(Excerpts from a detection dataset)
☆ ☆ ☆
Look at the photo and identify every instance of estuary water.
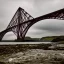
[0,42,51,45]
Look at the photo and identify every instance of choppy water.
[0,42,51,45]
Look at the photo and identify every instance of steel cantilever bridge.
[0,7,64,41]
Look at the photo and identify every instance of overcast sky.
[0,0,64,39]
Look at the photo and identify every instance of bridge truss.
[0,7,64,41]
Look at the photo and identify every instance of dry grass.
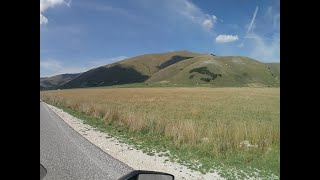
[41,88,280,155]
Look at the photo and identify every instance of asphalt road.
[40,102,133,180]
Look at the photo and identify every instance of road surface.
[40,102,133,180]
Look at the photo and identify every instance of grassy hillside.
[146,55,280,87]
[62,51,199,88]
[45,51,280,88]
[40,73,80,89]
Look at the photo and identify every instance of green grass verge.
[46,102,280,179]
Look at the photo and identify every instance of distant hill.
[62,51,200,88]
[40,51,280,88]
[40,73,80,90]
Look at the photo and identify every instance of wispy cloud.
[238,6,259,48]
[40,0,71,24]
[247,6,259,34]
[249,34,280,62]
[40,56,128,77]
[216,35,239,43]
[164,0,218,31]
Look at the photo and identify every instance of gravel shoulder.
[46,104,224,180]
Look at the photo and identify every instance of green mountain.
[48,51,280,88]
[40,73,80,90]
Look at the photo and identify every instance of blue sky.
[40,0,280,76]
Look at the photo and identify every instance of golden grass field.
[41,88,280,155]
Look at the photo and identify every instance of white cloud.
[247,6,259,34]
[40,0,71,24]
[40,13,48,24]
[40,56,128,77]
[202,15,218,29]
[165,0,218,30]
[249,34,280,62]
[216,35,239,43]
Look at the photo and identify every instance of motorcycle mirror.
[40,164,47,180]
[118,170,174,180]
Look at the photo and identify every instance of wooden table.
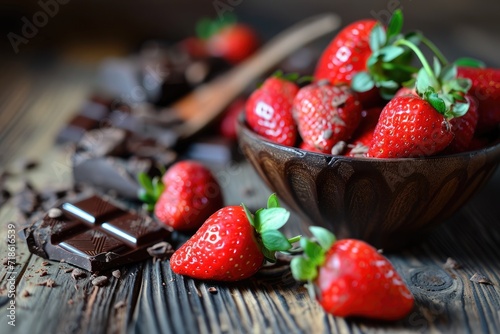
[0,56,500,334]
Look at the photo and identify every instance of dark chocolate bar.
[24,195,170,272]
[72,128,177,199]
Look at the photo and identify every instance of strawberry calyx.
[137,173,165,211]
[351,9,421,99]
[396,39,472,120]
[290,226,336,283]
[195,13,238,40]
[241,194,301,263]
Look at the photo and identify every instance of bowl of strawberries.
[238,11,500,249]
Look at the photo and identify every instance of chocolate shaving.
[147,241,174,259]
[71,268,87,281]
[92,276,109,287]
[443,257,462,269]
[470,273,493,285]
[113,300,126,310]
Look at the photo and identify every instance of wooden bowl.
[238,117,500,250]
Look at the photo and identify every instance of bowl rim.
[237,111,500,163]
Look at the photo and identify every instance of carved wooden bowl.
[238,117,500,249]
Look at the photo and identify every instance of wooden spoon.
[157,13,340,139]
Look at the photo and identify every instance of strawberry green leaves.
[290,226,335,281]
[396,39,472,120]
[242,194,300,262]
[351,10,418,99]
[137,173,165,211]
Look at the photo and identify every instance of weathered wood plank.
[0,60,500,334]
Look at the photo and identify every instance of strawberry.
[458,67,500,133]
[245,76,299,146]
[170,194,299,281]
[367,39,471,158]
[345,107,382,157]
[154,160,223,231]
[299,142,322,153]
[207,23,259,64]
[314,10,418,108]
[314,19,377,84]
[367,95,453,158]
[291,226,414,321]
[293,80,362,154]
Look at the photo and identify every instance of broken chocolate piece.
[24,195,170,272]
[470,273,493,285]
[92,276,109,286]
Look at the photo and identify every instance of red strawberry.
[154,160,223,231]
[345,107,382,157]
[207,23,259,64]
[245,76,299,146]
[314,19,377,84]
[367,95,453,158]
[299,142,322,153]
[291,226,414,320]
[457,67,500,133]
[443,95,479,154]
[293,80,362,153]
[170,194,298,281]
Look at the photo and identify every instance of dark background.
[0,0,500,66]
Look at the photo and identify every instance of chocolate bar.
[24,195,170,272]
[72,124,177,199]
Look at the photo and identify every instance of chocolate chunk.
[148,241,174,259]
[56,97,109,144]
[470,273,493,285]
[24,195,170,272]
[92,276,109,286]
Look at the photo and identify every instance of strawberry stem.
[418,34,449,65]
[395,39,439,87]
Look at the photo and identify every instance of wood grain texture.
[0,60,500,334]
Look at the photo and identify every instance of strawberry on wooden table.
[314,10,419,108]
[458,66,500,133]
[140,160,223,231]
[293,80,362,154]
[367,39,471,158]
[245,74,299,146]
[291,226,414,321]
[170,194,299,281]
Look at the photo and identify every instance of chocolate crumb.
[114,300,126,310]
[23,159,40,171]
[92,276,108,287]
[148,241,174,259]
[470,273,493,285]
[37,278,56,288]
[444,257,462,269]
[111,269,122,278]
[71,268,87,281]
[47,208,62,218]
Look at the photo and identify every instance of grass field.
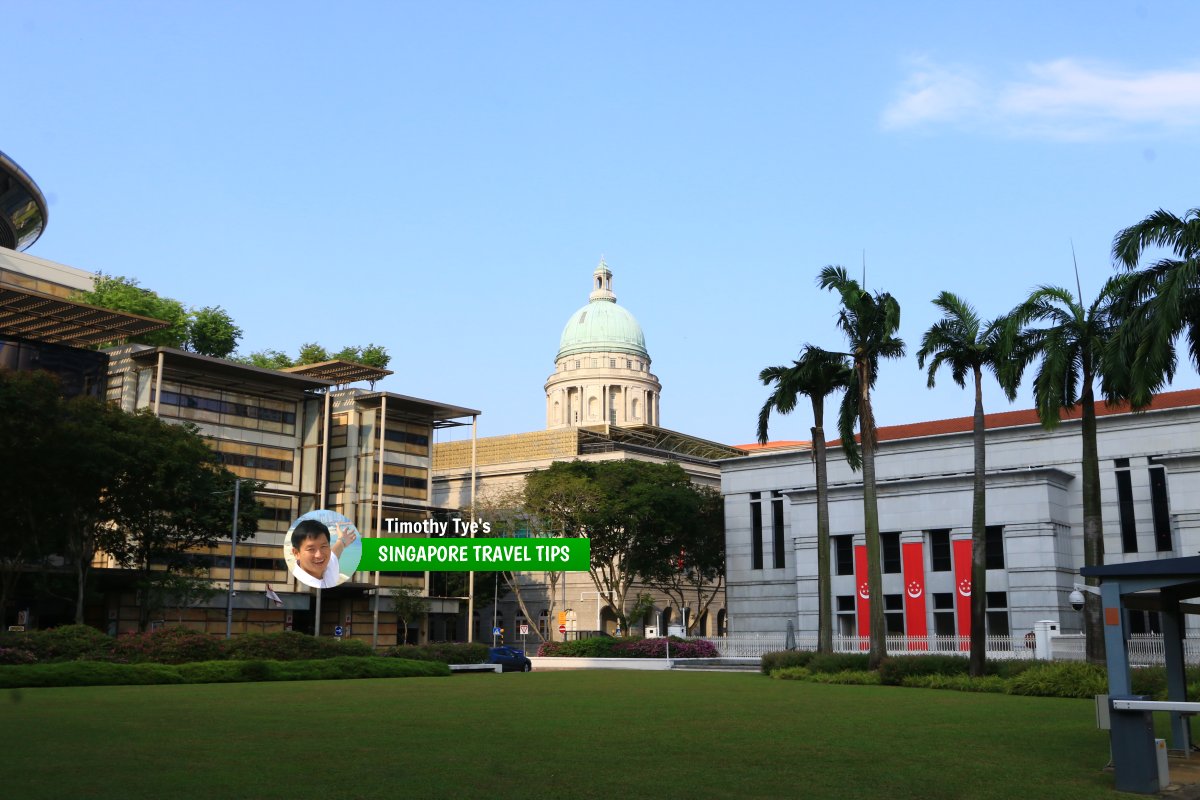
[0,670,1129,800]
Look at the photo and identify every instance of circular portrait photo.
[283,509,362,589]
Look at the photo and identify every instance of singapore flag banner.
[854,545,871,650]
[900,542,929,650]
[953,539,971,650]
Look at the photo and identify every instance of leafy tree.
[1012,276,1126,663]
[72,275,241,359]
[817,266,905,669]
[186,306,241,359]
[624,483,725,631]
[1104,209,1200,408]
[391,587,430,644]
[917,291,1020,678]
[524,461,697,631]
[758,344,853,652]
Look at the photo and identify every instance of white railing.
[697,633,1200,667]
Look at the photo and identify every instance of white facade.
[721,390,1200,636]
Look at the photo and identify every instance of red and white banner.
[900,542,929,650]
[953,539,971,650]
[854,545,871,649]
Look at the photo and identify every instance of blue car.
[487,646,533,672]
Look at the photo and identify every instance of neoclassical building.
[546,259,662,429]
[433,260,745,642]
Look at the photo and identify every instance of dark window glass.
[1116,458,1138,553]
[929,528,950,572]
[770,493,785,570]
[880,534,900,572]
[984,525,1004,570]
[1150,464,1171,553]
[833,536,854,575]
[750,492,762,570]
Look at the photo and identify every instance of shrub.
[0,625,115,662]
[808,652,870,672]
[0,646,37,664]
[768,667,812,680]
[809,669,880,686]
[113,625,224,664]
[880,655,971,686]
[761,650,816,675]
[0,661,184,688]
[1008,661,1109,698]
[901,673,1008,694]
[384,642,487,664]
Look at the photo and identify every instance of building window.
[984,525,1004,570]
[1112,458,1138,553]
[750,492,762,570]
[986,591,1009,636]
[830,536,854,575]
[1150,458,1171,553]
[883,595,904,636]
[880,534,900,572]
[929,528,950,572]
[838,595,856,636]
[770,492,785,570]
[934,591,955,636]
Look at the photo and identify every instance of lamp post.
[226,477,241,639]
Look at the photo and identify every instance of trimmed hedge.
[384,642,487,664]
[0,656,450,688]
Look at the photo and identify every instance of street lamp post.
[226,477,241,639]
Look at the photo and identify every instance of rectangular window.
[1150,459,1171,553]
[934,592,955,636]
[830,536,854,575]
[750,492,762,570]
[880,534,900,572]
[770,492,786,570]
[1114,458,1138,553]
[984,525,1004,570]
[929,528,950,572]
[985,591,1009,636]
[883,595,904,636]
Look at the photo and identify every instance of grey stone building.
[721,390,1200,636]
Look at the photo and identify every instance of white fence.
[702,633,1200,667]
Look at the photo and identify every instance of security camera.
[1069,589,1084,612]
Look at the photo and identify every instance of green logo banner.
[359,536,592,572]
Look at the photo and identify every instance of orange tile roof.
[829,389,1200,446]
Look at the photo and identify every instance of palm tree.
[917,291,1016,678]
[817,266,904,669]
[758,344,851,652]
[1012,276,1127,663]
[1105,209,1200,408]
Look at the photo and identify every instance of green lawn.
[0,670,1129,800]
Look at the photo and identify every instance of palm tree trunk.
[1080,372,1105,664]
[971,366,988,678]
[856,361,888,669]
[812,397,833,652]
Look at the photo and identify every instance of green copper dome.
[554,259,650,361]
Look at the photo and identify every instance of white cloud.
[882,59,1200,139]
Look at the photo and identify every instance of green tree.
[758,344,853,652]
[817,266,905,669]
[1012,276,1126,663]
[186,306,241,359]
[524,461,697,631]
[1104,209,1200,408]
[917,291,1016,678]
[623,483,725,632]
[72,275,241,359]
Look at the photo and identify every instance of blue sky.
[9,0,1200,444]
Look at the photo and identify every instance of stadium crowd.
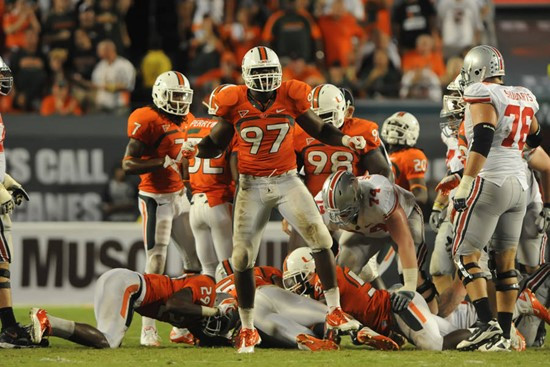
[0,0,496,115]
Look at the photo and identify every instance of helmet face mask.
[380,112,420,147]
[242,46,283,92]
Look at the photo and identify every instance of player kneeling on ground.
[26,268,236,348]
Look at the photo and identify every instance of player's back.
[127,107,194,194]
[213,80,311,176]
[390,147,428,191]
[187,118,235,206]
[464,83,539,189]
[294,118,380,196]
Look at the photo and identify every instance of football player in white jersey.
[452,45,542,351]
[322,171,437,313]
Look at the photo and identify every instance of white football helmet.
[380,112,420,147]
[242,46,283,92]
[153,71,193,116]
[0,57,13,96]
[460,45,504,87]
[309,84,346,128]
[202,84,235,115]
[283,247,315,295]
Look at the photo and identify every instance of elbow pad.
[470,122,495,157]
[525,125,542,148]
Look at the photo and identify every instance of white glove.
[453,176,474,212]
[342,135,367,150]
[535,204,550,233]
[0,184,15,215]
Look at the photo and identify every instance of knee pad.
[493,269,519,292]
[455,255,487,286]
[231,245,255,272]
[0,269,11,289]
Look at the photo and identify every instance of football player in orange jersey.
[283,247,470,350]
[184,46,366,353]
[122,71,200,346]
[381,112,428,206]
[187,84,235,278]
[26,268,235,348]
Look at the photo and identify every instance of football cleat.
[510,323,527,352]
[325,307,361,332]
[29,308,52,344]
[478,335,512,352]
[235,329,262,353]
[356,326,399,350]
[170,327,199,346]
[516,288,550,324]
[139,326,161,347]
[296,334,340,352]
[456,319,502,351]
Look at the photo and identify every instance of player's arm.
[386,203,418,291]
[359,148,393,180]
[453,103,497,211]
[122,138,166,175]
[196,118,235,158]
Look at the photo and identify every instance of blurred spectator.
[10,28,48,111]
[42,0,76,50]
[362,49,401,98]
[437,0,483,59]
[75,3,104,48]
[318,0,365,67]
[402,34,445,78]
[399,69,442,102]
[262,0,323,63]
[283,53,325,85]
[3,0,40,51]
[95,0,130,54]
[224,6,261,64]
[92,40,136,113]
[101,167,138,222]
[189,17,223,75]
[392,0,436,52]
[357,30,401,79]
[40,79,82,116]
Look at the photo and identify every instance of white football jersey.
[464,83,539,190]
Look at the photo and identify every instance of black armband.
[525,125,542,148]
[470,122,495,157]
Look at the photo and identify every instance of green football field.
[0,308,550,367]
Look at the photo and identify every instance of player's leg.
[275,175,360,331]
[231,175,276,353]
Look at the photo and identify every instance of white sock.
[141,317,157,330]
[323,287,340,311]
[48,315,75,339]
[239,307,254,329]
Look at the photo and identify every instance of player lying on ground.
[283,247,470,350]
[25,268,232,348]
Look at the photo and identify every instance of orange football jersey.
[187,118,235,207]
[390,147,428,191]
[216,266,283,298]
[213,80,311,176]
[294,118,380,196]
[313,266,391,335]
[128,107,194,194]
[135,274,216,325]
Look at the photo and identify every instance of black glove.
[390,291,414,313]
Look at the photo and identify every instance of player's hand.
[435,173,460,196]
[342,135,367,150]
[181,141,197,159]
[0,184,15,215]
[453,176,474,212]
[216,297,237,316]
[535,203,550,233]
[390,291,414,313]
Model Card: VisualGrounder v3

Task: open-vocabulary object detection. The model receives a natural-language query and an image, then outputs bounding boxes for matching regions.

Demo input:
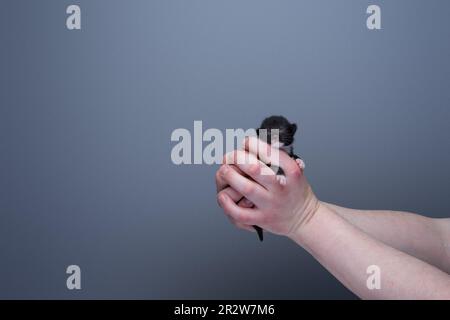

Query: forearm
[324,203,450,273]
[290,204,450,299]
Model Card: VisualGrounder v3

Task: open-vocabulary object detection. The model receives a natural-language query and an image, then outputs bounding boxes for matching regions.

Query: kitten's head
[256,116,297,147]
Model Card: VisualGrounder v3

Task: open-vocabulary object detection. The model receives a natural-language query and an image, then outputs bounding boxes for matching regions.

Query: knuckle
[242,183,255,195]
[289,164,302,179]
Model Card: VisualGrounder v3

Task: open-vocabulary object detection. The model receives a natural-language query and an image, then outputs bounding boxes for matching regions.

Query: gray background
[0,0,450,299]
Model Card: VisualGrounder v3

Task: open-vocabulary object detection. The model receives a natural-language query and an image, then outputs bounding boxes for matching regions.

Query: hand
[216,137,319,236]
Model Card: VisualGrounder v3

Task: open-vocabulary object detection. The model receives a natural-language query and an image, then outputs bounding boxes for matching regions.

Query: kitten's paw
[295,158,305,170]
[277,174,286,186]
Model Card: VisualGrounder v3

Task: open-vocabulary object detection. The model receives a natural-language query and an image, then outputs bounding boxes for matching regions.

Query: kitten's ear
[291,123,297,135]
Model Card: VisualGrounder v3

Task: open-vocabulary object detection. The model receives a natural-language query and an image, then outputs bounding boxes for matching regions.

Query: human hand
[216,137,319,236]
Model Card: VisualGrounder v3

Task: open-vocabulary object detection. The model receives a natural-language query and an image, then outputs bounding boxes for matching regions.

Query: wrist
[286,199,333,246]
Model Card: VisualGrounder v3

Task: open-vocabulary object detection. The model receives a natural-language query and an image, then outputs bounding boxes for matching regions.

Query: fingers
[218,193,260,225]
[224,150,278,189]
[216,165,245,192]
[219,165,270,206]
[244,137,302,178]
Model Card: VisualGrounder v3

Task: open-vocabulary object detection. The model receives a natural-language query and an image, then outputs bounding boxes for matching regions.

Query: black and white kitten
[256,116,305,185]
[253,116,305,241]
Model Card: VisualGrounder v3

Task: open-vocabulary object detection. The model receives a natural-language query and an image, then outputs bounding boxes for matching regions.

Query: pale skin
[216,138,450,299]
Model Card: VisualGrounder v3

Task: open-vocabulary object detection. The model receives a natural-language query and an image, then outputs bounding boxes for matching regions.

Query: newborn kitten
[256,116,305,185]
[253,116,305,241]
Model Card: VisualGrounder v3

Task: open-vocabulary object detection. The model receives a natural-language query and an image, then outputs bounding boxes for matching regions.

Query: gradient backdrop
[0,0,450,299]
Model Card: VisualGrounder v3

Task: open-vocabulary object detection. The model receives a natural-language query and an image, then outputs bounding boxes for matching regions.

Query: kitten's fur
[253,116,305,241]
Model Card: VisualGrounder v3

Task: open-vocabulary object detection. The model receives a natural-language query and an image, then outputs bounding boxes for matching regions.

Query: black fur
[253,116,300,241]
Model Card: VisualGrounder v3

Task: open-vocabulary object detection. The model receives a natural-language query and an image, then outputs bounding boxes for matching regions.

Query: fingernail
[221,164,228,177]
[219,194,226,207]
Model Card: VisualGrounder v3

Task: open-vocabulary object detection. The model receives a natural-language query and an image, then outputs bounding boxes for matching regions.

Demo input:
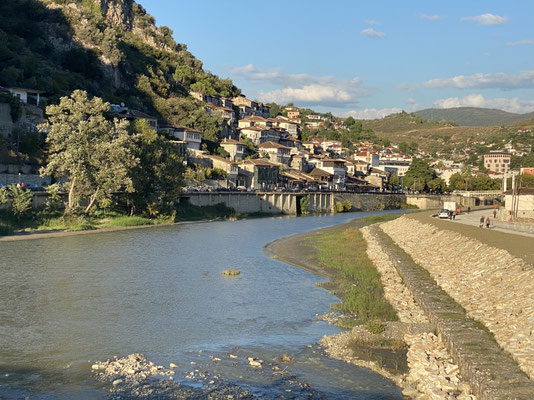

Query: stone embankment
[381,217,534,382]
[361,227,475,400]
[321,227,476,400]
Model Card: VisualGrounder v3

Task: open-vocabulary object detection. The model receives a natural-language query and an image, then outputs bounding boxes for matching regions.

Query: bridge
[180,191,495,215]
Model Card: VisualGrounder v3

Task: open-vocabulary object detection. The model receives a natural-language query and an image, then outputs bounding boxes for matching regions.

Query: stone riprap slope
[361,227,475,400]
[381,217,534,379]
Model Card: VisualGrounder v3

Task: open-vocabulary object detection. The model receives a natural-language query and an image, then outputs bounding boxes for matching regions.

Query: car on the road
[438,208,449,218]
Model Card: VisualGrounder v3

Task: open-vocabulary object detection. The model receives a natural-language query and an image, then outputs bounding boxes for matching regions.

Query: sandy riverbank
[265,219,482,399]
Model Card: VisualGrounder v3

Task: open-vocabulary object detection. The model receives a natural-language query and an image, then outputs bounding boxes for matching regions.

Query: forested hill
[0,0,240,138]
[414,107,534,126]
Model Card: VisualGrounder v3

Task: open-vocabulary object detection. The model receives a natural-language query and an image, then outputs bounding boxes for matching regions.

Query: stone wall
[361,227,475,400]
[382,217,534,380]
[406,194,478,210]
[182,192,414,215]
[334,192,406,211]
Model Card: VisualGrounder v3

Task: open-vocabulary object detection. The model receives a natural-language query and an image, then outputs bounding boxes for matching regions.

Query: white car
[438,208,449,218]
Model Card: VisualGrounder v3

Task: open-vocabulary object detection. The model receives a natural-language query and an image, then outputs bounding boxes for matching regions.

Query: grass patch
[105,215,151,226]
[37,216,97,231]
[363,214,402,225]
[176,203,238,221]
[365,321,386,335]
[315,227,397,324]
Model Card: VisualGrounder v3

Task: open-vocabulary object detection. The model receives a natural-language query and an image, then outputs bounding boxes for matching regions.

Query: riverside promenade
[406,209,534,265]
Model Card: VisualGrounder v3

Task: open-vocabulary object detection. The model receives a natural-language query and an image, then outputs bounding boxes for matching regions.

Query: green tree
[427,178,447,192]
[388,174,399,186]
[449,172,467,190]
[127,120,185,213]
[267,103,282,118]
[39,90,139,213]
[8,185,33,218]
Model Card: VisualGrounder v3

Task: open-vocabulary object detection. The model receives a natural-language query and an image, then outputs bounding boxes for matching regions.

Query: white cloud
[419,14,445,21]
[231,64,369,106]
[347,108,402,119]
[423,70,534,90]
[360,28,386,38]
[434,94,534,114]
[460,13,508,25]
[506,39,534,46]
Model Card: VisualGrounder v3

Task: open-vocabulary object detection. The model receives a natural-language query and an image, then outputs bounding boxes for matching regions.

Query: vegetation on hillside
[0,0,240,139]
[414,107,534,126]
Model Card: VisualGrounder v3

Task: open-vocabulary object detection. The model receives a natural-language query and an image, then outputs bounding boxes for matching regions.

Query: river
[0,213,402,399]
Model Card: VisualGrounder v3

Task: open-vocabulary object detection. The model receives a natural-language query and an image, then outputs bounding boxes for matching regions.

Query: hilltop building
[484,152,512,174]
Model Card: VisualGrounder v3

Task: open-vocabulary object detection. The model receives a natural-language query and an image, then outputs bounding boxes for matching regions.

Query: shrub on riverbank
[106,215,152,226]
[315,228,397,324]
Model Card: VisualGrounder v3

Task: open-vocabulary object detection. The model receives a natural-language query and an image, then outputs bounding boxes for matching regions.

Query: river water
[0,213,402,399]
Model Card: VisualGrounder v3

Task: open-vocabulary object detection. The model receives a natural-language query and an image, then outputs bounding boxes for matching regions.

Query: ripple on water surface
[0,213,401,399]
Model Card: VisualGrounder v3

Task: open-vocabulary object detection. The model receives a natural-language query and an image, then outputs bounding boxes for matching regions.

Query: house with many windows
[258,142,291,165]
[484,152,512,174]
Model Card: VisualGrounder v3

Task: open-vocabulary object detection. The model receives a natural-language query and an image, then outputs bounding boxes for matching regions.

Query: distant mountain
[414,107,534,126]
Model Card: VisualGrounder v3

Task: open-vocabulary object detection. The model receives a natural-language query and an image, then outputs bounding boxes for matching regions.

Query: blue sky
[142,0,534,118]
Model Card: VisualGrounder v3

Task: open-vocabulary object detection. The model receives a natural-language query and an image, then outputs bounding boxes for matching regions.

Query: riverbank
[270,212,534,399]
[0,206,272,242]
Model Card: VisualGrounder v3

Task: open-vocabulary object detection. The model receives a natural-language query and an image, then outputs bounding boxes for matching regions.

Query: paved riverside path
[371,225,534,400]
[406,209,534,266]
[443,208,534,238]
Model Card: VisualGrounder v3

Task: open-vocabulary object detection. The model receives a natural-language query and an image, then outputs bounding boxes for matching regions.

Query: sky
[143,0,534,119]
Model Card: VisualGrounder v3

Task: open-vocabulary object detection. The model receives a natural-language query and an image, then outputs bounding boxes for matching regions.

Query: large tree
[128,120,185,212]
[403,158,436,190]
[40,90,138,213]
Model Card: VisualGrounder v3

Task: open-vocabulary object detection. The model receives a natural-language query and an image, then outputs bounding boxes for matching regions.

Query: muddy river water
[0,213,402,399]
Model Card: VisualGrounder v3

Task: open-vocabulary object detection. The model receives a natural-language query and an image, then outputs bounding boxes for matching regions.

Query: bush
[365,321,386,335]
[107,215,150,226]
[300,195,310,215]
[9,185,33,218]
[0,222,14,236]
[222,268,241,276]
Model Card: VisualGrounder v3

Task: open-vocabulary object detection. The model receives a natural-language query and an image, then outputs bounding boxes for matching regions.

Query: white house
[7,88,44,106]
[161,126,202,153]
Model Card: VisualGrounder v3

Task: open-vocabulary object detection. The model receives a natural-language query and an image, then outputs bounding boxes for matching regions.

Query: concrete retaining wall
[0,173,52,186]
[406,194,479,210]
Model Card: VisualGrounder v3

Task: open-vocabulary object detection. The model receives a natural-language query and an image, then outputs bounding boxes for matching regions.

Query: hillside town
[0,87,534,197]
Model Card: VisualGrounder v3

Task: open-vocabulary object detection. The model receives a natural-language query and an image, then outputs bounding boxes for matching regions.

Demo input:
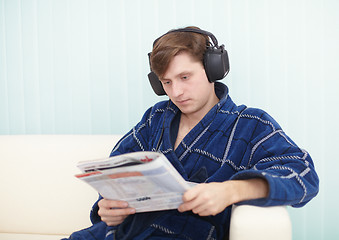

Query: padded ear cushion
[148,72,166,96]
[204,48,230,82]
☆ ☆ ☆
=== WHAT THIS TASK INVOLVES ===
Rename "black glove" to "dark glove" in the lines from the one with "Look at the photo and identify every instance of orange football" up to and including the one with "[290,204,450,299]". Give back only those lines with nothing else changed, and leave the pictures out.

=== EXERCISE SOLUTION ===
Look at the photo and identify every instance of orange football jersey.
[187,118,235,207]
[390,147,428,191]
[216,266,283,298]
[213,80,311,176]
[294,118,380,196]
[313,266,391,335]
[128,107,194,194]
[135,274,216,325]
Look at the photo and identify every instance of dark glove.
[390,291,414,313]
Look at the photo and identify every instance of player's hand.
[435,173,460,196]
[342,135,367,150]
[181,141,197,159]
[0,184,15,215]
[453,176,474,212]
[216,297,237,316]
[535,203,550,233]
[390,291,414,313]
Model Card: VisualGrounder v3

Task: open-vocabulary object detection. The model receives a natural-language query and an image, then outputs bounding boxes for matching regions.

Demo input:

Query: forearm
[324,203,450,273]
[290,204,450,299]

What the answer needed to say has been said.